__Gegeven opdracht__
Geef de regels vanaf de regel met "indicate the door" tot en met de laatste regel weer als genummerde lijst, beide grenzen inbegrepen. Laat lege regels weg.

__Fragmenten uit regels__
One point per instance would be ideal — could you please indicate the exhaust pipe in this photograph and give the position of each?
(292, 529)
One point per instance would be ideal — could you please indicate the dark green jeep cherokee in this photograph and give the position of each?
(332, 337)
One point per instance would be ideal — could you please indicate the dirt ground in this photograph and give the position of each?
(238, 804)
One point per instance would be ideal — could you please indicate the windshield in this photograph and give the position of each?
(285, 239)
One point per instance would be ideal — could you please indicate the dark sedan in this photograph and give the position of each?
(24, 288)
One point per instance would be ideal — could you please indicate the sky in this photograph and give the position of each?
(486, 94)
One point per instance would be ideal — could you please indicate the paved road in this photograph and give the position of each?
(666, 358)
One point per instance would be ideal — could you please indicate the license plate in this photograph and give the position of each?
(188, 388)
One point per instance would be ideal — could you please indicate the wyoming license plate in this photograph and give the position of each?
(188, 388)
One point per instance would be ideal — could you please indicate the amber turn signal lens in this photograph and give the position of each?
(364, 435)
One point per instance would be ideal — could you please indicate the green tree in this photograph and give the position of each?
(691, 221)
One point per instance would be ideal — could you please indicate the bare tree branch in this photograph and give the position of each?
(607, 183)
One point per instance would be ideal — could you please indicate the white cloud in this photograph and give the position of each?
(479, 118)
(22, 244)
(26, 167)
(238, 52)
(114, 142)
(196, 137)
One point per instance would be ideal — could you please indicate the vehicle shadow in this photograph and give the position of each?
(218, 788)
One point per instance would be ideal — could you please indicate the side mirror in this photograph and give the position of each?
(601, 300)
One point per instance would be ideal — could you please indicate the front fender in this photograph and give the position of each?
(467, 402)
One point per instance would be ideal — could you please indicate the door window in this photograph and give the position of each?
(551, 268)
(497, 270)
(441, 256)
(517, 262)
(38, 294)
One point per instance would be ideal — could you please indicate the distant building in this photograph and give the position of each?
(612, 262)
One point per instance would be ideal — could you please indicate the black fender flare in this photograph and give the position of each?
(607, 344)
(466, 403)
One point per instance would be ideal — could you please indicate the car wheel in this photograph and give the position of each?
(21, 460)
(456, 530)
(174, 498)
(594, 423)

__Antwoord op opgave__
1. One point per instance would be ideal — could you please indicate the door window in this photograph and give the position of each?
2. (551, 268)
3. (497, 270)
4. (441, 256)
5. (517, 262)
6. (38, 294)
7. One point per instance would be ideal — could you please indicate the distant building in this photograph and give the position of each?
8. (612, 262)
9. One point per instance would be ideal — could you please indicate the black fender flare in this photograph and give the position of each?
10. (607, 344)
11. (466, 403)
12. One point per instance would be ideal — could you please indicate the car wheel in this photograph and give the position of each?
13. (21, 460)
14. (456, 530)
15. (174, 498)
16. (594, 423)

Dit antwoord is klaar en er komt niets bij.